# TEXTE:
Foi et bonne foi

Il ne sera pas évident de démontrer la mauvaise foi bancaire dans le dossier des prêts « toxiques » aux particuliers. Même si la suspicion est légitime. En revanche, il est permis de douter de la bonne foi des statistiques officielles. Les Bourses s’en moquent : elles n’accordent leur foi qu’aux promesses des Banques centrales.

Où finit la bonne foi, où commence la tromperie dans une opération commerciale ? La frontière n’est pas toujours évidente, surtout dans le domaine de la finance : l’épargnant est irrésistiblement attiré par la « bonne affaire », même si les conditions contractuelles sont parfaitement explicites sur le risque encouru. On devrait bientôt connaître le verdict du Juge dans le dossier Helvet Immo, une formule de financement proposée il y a quelques années par une filiale de la BNP. Le principe de base était voisin de celui qui a causé tant de dommages aux collectivités locales : un emprunt libellé en devise étrangère. Le franc suisse, au cas d’espèce, monnaie sur laquelle les taux d’intérêt étaient alors sensiblement plus faibles que sur l’euro. Sans avoir pu consulter les conditions générales du prêt Helvet Immo, on est fondé à supposer que la formule était moins complexe que celles diffusées par Dexia aux collectivités (assorties de bonifications susceptibles de dissimuler temporairement le risque de l’emprunteur). Apparemment, il s’agissait d’un simple prêt en francs suisses (CHF), remboursable en euros, donc nécessitant l’actualisation régulière des mensualités selon le cours du change, ainsi que celle du capital restant dû. Stable durant l’année 2009 (autour de 1,54CHF pour 1€), le cours du franc s’est envolé pendant les deux années suivantes, en phase avec la crise de l’euro. Les débiteurs ont ainsi pu mesurer que le franc était en effet une « valeur refuge », argument souvent avancé par les vendeurs pour vanter la « sécurité » de l’opération (alors qu’il s’agit plutôt d’un contre-argument, au cas d’espèce).

# CONSIGNES:
[A] Traduisez en anglais cette phrase du texte : « Stable durant l’année 2009 (autour de 1,54CHF pour 1€), le cours du franc s’est envolé pendant les deux années suivantes, en phase avec la crise de l’euro. »
[B] Reformulez sous forme de liste concise le paragraphe du texte qui commence par « Il ne sera pas évident », en conservant ses faits principaux.
[C] Extrayez tel quel du texte le segment allant de « Il ne sera pas » à « des Banques centrales. », bornes incluses.

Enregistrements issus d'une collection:
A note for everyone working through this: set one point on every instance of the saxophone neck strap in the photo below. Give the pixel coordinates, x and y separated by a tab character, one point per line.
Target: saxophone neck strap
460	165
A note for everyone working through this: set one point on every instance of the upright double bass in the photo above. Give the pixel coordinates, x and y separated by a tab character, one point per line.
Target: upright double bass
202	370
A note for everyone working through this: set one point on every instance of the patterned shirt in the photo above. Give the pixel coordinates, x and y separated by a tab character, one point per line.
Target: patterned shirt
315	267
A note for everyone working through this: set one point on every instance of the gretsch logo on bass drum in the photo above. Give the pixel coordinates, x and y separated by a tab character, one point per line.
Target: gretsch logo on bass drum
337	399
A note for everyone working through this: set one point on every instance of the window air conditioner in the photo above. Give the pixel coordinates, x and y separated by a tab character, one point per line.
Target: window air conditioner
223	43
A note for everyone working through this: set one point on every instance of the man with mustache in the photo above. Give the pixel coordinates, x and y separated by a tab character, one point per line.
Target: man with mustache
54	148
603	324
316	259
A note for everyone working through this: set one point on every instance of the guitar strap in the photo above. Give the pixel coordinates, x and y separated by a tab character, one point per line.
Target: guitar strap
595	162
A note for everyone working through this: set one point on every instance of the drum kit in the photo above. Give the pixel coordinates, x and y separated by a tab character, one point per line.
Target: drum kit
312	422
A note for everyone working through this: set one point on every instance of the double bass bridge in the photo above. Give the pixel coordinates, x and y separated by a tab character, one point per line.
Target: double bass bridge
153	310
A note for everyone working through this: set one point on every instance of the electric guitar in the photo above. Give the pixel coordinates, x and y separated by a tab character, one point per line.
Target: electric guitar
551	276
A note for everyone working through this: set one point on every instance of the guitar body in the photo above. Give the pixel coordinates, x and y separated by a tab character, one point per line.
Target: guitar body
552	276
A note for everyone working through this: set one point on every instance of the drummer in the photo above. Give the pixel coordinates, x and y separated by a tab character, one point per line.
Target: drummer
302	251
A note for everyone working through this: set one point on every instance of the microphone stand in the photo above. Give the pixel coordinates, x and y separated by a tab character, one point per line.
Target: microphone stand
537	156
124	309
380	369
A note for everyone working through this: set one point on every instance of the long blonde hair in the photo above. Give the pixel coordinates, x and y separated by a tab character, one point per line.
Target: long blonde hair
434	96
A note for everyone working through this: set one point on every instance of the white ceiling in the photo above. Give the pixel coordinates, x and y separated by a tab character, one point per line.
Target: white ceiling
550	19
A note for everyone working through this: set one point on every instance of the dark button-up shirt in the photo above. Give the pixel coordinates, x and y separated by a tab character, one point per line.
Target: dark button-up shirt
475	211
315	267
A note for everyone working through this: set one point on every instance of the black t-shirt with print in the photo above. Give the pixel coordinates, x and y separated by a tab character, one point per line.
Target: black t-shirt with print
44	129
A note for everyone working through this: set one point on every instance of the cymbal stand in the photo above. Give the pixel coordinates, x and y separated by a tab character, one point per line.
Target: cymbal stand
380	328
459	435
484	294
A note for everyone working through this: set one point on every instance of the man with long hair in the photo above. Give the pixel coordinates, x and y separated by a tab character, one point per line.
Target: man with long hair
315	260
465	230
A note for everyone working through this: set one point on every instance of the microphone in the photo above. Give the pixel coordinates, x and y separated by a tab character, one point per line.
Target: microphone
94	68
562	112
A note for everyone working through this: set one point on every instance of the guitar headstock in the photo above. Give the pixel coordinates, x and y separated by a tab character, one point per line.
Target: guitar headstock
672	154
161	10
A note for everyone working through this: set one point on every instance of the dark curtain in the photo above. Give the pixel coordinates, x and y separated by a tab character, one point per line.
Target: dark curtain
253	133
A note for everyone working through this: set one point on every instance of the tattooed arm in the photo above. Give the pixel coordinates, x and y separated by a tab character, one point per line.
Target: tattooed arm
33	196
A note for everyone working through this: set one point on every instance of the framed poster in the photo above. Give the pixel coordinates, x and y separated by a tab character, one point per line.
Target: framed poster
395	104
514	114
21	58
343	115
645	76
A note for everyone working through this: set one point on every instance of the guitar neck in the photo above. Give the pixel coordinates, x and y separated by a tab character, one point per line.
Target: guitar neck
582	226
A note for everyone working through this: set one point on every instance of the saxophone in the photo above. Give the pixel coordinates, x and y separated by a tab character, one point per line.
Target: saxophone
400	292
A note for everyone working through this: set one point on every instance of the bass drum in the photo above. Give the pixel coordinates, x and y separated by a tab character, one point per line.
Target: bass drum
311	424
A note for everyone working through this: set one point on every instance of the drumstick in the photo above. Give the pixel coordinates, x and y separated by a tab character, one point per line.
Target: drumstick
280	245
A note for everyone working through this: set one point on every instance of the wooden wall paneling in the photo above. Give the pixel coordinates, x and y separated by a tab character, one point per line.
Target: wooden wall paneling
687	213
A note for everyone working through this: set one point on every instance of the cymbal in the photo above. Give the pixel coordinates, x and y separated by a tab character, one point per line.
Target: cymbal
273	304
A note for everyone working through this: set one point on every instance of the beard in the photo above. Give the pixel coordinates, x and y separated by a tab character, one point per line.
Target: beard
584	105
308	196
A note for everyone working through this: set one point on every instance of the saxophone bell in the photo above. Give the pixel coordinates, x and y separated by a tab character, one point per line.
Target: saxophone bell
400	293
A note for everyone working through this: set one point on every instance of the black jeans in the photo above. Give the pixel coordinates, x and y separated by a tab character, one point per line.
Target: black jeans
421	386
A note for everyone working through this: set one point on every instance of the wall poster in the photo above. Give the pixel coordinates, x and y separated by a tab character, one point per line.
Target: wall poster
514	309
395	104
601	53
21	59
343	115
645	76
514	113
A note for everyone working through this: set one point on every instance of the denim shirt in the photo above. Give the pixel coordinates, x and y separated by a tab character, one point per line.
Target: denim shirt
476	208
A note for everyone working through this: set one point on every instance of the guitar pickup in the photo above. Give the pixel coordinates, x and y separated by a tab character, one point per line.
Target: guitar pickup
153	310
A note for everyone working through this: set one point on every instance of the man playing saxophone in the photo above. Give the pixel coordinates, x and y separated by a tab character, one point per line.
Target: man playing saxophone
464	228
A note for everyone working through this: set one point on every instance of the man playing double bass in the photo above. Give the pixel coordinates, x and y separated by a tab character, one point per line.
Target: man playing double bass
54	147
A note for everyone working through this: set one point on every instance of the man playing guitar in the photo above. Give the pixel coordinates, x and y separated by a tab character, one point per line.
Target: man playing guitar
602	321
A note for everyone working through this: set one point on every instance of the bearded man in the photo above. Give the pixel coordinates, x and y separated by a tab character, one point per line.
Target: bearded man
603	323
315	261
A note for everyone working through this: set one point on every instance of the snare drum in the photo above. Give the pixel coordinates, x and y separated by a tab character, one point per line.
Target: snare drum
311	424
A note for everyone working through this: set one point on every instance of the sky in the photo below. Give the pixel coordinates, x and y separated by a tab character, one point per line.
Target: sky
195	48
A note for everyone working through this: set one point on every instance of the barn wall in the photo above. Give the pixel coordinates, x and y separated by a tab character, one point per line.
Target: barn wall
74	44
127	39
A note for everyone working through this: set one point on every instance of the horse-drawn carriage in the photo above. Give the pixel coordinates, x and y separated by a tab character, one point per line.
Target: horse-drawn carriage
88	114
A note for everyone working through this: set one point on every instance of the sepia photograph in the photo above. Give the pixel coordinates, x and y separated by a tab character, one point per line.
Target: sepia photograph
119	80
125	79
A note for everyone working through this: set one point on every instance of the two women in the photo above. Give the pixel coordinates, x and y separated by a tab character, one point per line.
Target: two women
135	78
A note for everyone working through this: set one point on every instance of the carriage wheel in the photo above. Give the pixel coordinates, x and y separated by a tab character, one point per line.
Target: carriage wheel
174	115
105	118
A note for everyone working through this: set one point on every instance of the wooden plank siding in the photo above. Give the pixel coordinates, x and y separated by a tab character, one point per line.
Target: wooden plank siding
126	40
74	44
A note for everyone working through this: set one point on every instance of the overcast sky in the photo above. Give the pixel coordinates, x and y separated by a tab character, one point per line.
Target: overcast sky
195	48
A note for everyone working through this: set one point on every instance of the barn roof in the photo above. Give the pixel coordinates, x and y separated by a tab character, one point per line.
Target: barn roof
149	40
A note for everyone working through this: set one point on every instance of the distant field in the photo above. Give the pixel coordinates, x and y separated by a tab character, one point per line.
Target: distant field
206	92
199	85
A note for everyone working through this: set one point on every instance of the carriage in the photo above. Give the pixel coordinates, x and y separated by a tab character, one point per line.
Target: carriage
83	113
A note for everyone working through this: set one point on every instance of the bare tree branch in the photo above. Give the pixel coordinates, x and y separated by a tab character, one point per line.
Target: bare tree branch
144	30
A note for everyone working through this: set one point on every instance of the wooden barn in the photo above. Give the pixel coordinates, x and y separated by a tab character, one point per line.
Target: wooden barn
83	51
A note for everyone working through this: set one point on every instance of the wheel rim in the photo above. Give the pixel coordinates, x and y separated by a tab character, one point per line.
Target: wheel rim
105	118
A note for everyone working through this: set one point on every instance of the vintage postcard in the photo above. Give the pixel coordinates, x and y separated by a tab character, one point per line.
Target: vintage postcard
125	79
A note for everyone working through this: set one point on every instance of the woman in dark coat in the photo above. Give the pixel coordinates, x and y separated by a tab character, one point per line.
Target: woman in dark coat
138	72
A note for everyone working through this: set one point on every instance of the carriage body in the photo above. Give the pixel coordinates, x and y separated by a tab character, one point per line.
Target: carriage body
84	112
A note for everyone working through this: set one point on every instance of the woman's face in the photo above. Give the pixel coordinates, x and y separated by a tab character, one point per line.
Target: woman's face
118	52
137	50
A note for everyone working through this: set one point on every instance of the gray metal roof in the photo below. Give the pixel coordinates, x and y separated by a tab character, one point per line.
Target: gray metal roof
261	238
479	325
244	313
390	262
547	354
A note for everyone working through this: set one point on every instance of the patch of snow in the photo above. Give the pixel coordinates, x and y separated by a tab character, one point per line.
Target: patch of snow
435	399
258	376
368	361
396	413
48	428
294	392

# RÉPONSES RÉDIGÉES:
[A] Stable throughout 2009 (around 1.54 CHF to €1), the franc's exchange rate soared over the following two years, in step with the euro crisis.

[B]
- La mauvaise foi des banques dans le dossier des prêts « toxiques » aux particuliers sera difficile à démontrer, même si la suspicion est légitime.
- La bonne foi des statistiques officielles est, en revanche, sujette au doute.
- Les Bourses s'en moquent et n'accordent leur foi qu'aux promesses des Banques centrales.

[C]
Il ne sera pas évident de démontrer la mauvaise foi bancaire dans le dossier des prêts « toxiques » aux particuliers. Même si la suspicion est légitime. En revanche, il est permis de douter de la bonne foi des statistiques officielles. Les Bourses s’en moquent : elles n’accordent leur foi qu’aux promesses des Banques centrales.